> **Rows taken from a segmentation dataset**
+---+

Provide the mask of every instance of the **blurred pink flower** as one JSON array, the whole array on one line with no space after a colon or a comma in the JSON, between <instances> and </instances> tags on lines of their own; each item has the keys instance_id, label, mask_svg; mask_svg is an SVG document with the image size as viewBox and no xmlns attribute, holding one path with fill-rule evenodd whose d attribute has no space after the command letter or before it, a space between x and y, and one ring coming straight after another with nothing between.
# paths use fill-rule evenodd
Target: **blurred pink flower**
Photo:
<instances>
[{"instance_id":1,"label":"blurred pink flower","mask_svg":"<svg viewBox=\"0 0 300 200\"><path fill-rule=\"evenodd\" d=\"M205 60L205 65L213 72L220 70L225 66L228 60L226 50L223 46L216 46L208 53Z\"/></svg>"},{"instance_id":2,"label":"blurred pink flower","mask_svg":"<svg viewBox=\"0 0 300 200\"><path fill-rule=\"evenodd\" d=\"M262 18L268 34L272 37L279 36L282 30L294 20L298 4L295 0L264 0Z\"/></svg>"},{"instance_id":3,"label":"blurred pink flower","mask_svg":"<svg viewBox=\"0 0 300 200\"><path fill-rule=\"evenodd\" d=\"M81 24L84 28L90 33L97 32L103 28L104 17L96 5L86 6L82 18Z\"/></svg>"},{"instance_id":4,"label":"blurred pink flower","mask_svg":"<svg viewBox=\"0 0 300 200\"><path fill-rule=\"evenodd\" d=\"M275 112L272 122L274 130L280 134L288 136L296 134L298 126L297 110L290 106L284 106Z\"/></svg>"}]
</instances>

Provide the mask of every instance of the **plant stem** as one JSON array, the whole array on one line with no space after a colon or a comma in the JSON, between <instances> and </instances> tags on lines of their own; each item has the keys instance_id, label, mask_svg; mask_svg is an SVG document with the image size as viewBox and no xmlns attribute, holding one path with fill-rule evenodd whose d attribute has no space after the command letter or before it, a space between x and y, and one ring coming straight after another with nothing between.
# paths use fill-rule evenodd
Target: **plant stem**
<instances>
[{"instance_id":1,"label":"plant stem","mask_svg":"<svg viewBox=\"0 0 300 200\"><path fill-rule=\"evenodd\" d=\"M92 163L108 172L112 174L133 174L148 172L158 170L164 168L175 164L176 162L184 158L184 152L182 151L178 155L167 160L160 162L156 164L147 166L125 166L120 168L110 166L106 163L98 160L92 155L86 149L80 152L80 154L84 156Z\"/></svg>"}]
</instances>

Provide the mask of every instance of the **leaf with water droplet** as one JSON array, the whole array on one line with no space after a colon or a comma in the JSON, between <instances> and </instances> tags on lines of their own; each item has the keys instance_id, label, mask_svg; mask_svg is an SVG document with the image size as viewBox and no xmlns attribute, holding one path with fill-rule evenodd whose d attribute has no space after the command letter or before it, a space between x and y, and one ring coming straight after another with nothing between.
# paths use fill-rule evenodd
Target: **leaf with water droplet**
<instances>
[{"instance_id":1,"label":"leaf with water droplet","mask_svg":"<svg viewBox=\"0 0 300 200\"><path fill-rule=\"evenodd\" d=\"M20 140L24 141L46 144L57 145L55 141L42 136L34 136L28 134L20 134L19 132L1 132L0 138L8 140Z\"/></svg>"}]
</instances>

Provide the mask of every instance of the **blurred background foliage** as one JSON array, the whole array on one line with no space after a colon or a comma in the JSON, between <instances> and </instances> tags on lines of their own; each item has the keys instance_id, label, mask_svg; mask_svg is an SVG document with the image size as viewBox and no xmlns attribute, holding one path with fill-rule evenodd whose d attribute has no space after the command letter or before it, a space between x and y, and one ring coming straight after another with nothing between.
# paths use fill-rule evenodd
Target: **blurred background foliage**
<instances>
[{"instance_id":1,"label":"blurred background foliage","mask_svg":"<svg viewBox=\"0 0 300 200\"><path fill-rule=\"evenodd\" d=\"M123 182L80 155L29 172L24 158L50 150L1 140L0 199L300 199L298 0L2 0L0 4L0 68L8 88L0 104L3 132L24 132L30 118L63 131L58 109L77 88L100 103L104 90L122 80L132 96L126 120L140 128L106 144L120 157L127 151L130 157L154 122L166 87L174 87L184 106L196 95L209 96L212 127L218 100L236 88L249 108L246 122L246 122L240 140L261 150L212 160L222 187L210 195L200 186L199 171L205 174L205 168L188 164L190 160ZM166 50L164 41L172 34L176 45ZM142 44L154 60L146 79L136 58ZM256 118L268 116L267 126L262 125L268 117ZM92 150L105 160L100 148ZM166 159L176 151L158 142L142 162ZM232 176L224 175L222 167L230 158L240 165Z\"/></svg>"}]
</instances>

+---+

Reproduce verbatim the stretch of the records from the line containing "Provide the mask of every instance of the **blurred background" through the line containing "182L80 155L29 172L24", both lines included.

Provide the mask of every instance of the **blurred background foliage** as one JSON array, the whole array on one line with no space after a colon or a comma in the JSON, between <instances> and </instances> tags on lines of their own; each item has the keys instance_id, label, mask_svg; mask_svg is an SVG document with the image size as viewBox and no xmlns attribute, holding one path with fill-rule evenodd whose d attribute has no space after the command letter or before it, a space between x and y, and one ring coming straight after another with nothing between.
# paths use fill-rule evenodd
Target: **blurred background foliage**
<instances>
[{"instance_id":1,"label":"blurred background foliage","mask_svg":"<svg viewBox=\"0 0 300 200\"><path fill-rule=\"evenodd\" d=\"M123 182L80 155L29 172L24 158L50 150L1 140L0 199L300 199L298 0L2 0L0 4L0 68L8 88L0 104L3 132L24 132L30 118L63 131L58 109L77 88L100 103L104 90L122 80L132 96L126 120L140 128L106 144L120 157L127 151L130 157L154 122L166 87L174 87L184 106L196 95L209 96L212 127L218 100L236 88L249 108L246 122L246 122L240 140L261 150L212 160L222 187L210 195L200 186L199 171L205 174L205 168L188 164L190 160ZM166 50L164 41L172 34L176 45ZM142 44L154 60L146 79L136 58ZM256 118L268 116L267 126L262 125L268 117ZM92 150L105 160L100 148ZM166 159L176 151L158 142L142 162ZM232 176L224 175L222 167L230 158L240 165Z\"/></svg>"}]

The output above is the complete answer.